-- EXERCISE BRIEF --
Reproduce the material below exactly, taking everything from the line containing "# point at: patient" down to the final line.

»»

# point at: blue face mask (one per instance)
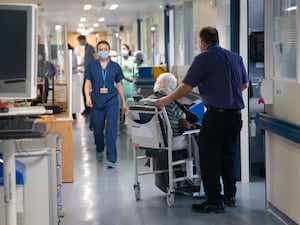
(103, 54)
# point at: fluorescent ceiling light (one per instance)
(291, 8)
(114, 6)
(58, 27)
(87, 6)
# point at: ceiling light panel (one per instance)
(87, 6)
(113, 6)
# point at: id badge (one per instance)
(103, 90)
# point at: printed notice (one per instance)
(142, 131)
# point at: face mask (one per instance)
(103, 54)
(124, 53)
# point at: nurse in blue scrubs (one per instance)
(102, 87)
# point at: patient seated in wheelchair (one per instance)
(164, 85)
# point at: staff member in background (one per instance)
(221, 77)
(128, 70)
(104, 78)
(89, 56)
(140, 59)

««

-- EXERCISE ANSWER --
# point at: patient seated in wheelchair (one per instance)
(164, 85)
# point at: staff member in background (one per instance)
(221, 77)
(128, 70)
(104, 78)
(89, 56)
(140, 59)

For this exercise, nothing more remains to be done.